For every line in the entries that contains "between", show the whole line.
(RECORD EXTRACTS begins)
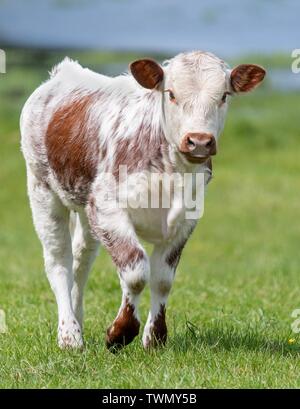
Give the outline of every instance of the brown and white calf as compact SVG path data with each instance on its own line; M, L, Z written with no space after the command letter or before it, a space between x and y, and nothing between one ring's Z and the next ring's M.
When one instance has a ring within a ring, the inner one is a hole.
M186 218L184 205L175 206L172 197L169 208L110 206L104 198L116 189L122 195L120 166L127 167L131 182L152 173L204 173L207 181L229 96L250 91L264 75L256 65L230 70L200 51L163 66L138 60L128 75L115 78L65 59L28 99L22 150L34 225L58 305L61 347L83 344L83 290L99 243L118 269L123 292L107 346L128 344L139 333L138 301L147 282L151 309L143 344L165 343L167 298L197 220ZM151 257L139 238L154 245Z

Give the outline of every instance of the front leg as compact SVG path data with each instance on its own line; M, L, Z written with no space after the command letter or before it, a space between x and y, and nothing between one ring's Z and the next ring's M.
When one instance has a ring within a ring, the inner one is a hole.
M149 278L149 260L123 209L100 209L92 200L88 217L94 235L116 265L122 288L122 302L107 329L106 345L115 350L129 344L139 333L138 303Z
M143 334L145 349L164 345L167 340L166 304L175 278L176 267L194 224L172 243L155 246L151 255L151 309Z

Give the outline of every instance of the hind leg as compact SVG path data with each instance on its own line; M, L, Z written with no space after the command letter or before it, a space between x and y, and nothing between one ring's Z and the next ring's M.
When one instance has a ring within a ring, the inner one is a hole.
M91 235L86 215L82 212L77 213L75 217L75 230L72 239L74 276L72 305L77 321L82 328L83 292L90 269L98 253L99 242Z
M69 211L59 198L28 170L28 194L35 229L43 246L46 274L58 307L58 344L83 345L71 301L73 285Z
(RECORD EXTRACTS ends)
§ ANSWER BELOW:
Give the outline of every instance of the brown and white calf as compact SVG path data with each instance on its own line; M, L, Z written with no space after the command letter or before it, a space between x and y, and nothing between one ring's Z and the next ring's M.
Give the outline of every instance of the front leg as compact SVG path data with each instance on its own line; M, L, Z written with no space after the command letter or before it, a space between x and y, and nothing between one ring's Z and the next ring's M.
Give the outline of every instance of the hind leg as compact SVG path data with each instance on its own line; M, L, Z written with no space after the command letter or before it, a space between x and y, and nothing between one ring's Z and the next ring's M.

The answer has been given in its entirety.